─── Extract provided
Sensor Programming and Deployment: How To


The following are my notes for adding new sensors into the OpenAg V2 environment. If you are just building a kit with supplied sensors, this information is not needed. The intended audience is experimenting with new sensors. For this implementation, I used:

Methodology Assumption:

My experience is with ‘test first’ development; get something working and don’t let it break. By making one change at a time you know what caused the problems and can more easily fix it. In this case it means starting with existing sensor sample code, modifying it in Arduino, and after the *.h and *.cpp files are working and tested, moving it over into the OpenAg environment.

##Design Assumptions:
Arduino does not control when a class constructor is called, so you cannot have a class constructor with parameters. Hence there is the ‘begin()’ method that initializes variables. Thus you may need:
A no parameter constructor and a begin method for the parameters
A standard constructor with parameters (for ROS [Robotic Operating System). ROS can handle the parameters (cf the json file ‘inputs’).
The begin() method replaces the Arduino 'setup()'
Existing sensor code is good for guidance on most issues, what I found to be a bit ‘thin’ was documentation on the firmware_module json file, getting code compiled and hooking through to the UI.
──────
What this exercise asks:
A: Condense the paragraph of the OpenAg sensor notes that begins "My experience is with" into a short bulleted list that keeps its main facts.
B: Carry on the OpenAg sensor notes from the point where they stop.
─── Dataset extract
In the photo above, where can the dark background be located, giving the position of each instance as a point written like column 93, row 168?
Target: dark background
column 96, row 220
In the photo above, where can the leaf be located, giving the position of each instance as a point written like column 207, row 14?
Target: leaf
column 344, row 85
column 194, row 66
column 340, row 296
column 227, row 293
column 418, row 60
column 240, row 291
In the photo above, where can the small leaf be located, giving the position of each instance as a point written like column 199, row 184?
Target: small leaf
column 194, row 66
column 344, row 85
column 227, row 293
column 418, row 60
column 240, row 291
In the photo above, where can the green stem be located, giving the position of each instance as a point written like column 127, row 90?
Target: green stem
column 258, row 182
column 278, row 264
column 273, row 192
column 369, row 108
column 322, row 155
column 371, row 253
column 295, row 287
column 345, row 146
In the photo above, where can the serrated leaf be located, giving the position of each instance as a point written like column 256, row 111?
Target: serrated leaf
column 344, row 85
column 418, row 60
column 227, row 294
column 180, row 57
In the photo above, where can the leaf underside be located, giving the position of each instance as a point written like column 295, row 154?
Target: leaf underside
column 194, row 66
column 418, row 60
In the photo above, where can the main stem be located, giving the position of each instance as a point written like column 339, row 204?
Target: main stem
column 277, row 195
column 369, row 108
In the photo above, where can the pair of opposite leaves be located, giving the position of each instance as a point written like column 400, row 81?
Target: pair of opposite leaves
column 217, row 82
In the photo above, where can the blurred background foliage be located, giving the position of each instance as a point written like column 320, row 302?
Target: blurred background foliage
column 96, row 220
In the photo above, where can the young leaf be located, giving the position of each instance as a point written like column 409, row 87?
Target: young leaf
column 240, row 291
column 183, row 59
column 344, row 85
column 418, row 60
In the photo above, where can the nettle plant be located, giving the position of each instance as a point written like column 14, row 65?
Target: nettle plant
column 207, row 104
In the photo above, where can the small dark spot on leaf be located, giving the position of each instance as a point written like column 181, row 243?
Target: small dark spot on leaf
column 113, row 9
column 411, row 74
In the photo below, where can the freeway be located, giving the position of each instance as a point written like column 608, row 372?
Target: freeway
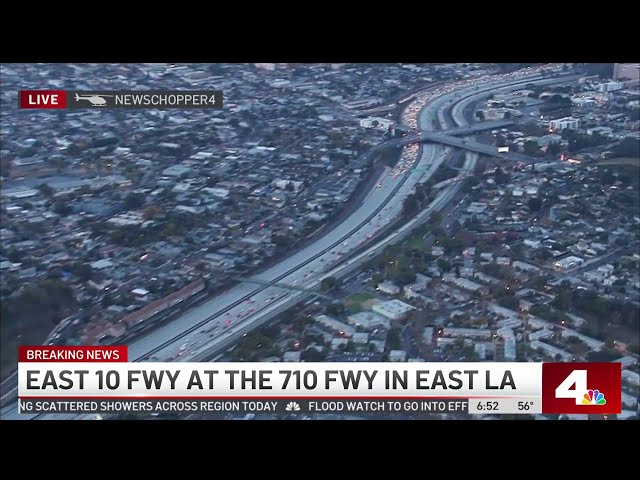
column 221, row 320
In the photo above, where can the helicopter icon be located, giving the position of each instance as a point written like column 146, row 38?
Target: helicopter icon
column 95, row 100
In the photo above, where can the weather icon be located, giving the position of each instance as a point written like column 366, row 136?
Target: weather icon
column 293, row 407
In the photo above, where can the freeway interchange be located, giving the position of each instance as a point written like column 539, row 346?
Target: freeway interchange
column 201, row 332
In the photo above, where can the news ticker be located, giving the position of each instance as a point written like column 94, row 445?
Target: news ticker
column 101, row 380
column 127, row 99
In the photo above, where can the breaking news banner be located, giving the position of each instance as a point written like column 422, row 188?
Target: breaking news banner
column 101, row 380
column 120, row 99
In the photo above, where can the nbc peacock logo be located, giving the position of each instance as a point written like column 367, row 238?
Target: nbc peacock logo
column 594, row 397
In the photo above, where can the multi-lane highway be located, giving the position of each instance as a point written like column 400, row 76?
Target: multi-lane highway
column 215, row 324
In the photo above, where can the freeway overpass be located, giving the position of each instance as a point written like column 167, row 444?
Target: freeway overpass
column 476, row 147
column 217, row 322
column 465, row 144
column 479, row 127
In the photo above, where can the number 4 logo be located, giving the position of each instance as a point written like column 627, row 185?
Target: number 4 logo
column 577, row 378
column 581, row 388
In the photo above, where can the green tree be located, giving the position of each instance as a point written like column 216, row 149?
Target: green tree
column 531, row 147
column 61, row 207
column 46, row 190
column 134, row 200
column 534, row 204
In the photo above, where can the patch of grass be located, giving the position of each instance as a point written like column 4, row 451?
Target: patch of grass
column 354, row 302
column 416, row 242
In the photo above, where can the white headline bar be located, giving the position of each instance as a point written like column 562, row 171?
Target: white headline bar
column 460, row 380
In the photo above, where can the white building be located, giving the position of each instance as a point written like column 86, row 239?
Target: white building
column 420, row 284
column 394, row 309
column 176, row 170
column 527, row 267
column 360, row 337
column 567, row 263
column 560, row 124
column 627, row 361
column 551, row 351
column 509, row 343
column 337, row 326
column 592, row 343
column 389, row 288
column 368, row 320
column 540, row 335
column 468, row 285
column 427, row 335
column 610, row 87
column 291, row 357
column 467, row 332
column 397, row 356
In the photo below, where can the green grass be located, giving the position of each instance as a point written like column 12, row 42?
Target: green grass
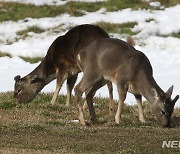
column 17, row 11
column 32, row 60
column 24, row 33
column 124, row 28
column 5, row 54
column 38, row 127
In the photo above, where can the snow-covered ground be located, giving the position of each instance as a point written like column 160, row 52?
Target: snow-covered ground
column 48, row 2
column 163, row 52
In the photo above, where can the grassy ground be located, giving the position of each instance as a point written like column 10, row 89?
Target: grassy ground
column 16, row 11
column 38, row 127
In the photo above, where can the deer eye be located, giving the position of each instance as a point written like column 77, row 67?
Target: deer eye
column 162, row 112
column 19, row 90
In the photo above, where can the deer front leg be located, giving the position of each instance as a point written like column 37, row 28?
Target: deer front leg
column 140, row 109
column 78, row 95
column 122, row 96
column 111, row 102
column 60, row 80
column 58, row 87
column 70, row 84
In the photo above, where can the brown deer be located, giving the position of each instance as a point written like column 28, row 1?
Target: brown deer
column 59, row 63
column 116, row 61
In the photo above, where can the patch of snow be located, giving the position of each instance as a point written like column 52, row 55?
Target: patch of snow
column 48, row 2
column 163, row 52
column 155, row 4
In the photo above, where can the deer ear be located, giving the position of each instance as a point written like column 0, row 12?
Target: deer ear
──────
Outputs in order:
A:
- Approach: "test first" development, meaning you get something working and don't let it break.
- Make one change at a time so the cause of any problem is known and easier to fix.
- Begin with existing sensor sample code and modify it in Arduino.
- Once the *.h and *.cpp files work and are tested, move them into the OpenAg environment.

B:
##OpenAg Assumptions
OpenAg has its own way of handling errors via the modlue superclass. I am still not sure what ROS does with this information.
Data returns from the ‘get_’ methods are via a ROS message type.

##Set Up:
Follow the OpenAg instructions for setting up the RaspberryPi. Use the NOOBS installer and include the GUI.

Configure the system for localization (it defaults to a British keyboard, check your ‘~’ key), set it to boot to the command line, and connect to the network.
For remote access and the UI you will need a either a static IP address or a DDNS service. For more details see: here

##Install Arduino

sudo apt-get install arduino

At this point I make a copy the SD card. It is always convenient to have a minimum OS on a card, saving the time of rebuilding and customizing. This is good for more than just OpenAg.

Install the Docker image and get familiar with the documentation

##Download the following libraries
Either download the zip to your Download directory and expand it to ~/sketchbook/libraries, or go into Arduino and tell it to add the zip to the library (Arduino/Sketch/Library/Add zip - let Arduino do the expansion). To keep Arduino happy, you may need to rename the directory to remove the ‘-master’ GitHub branch information from the filename.
Standard message definitions
OpenAg superclass for firmware_modules

##For each sensor:
Download sensor sketch, *.h and *.cpp files and put these in the sketchbook/libraries. These can usually be found on the Adafruit site, or other sensor vendors (ie: BMP085).

run the stock arduino software for the sensor to check that the sensor is wired properly and the code works.

Copy the sensor code directory to a new name (what you want to call your OpenAg sensor code). It is best to keep the original directory for reference, or if you get into trouble and need to start code changes over again.

#Rename *.h and *.cpp file
Open the sample Arduino code, and save it as a new project (at the sketchbook directory level). This will be your test going forward.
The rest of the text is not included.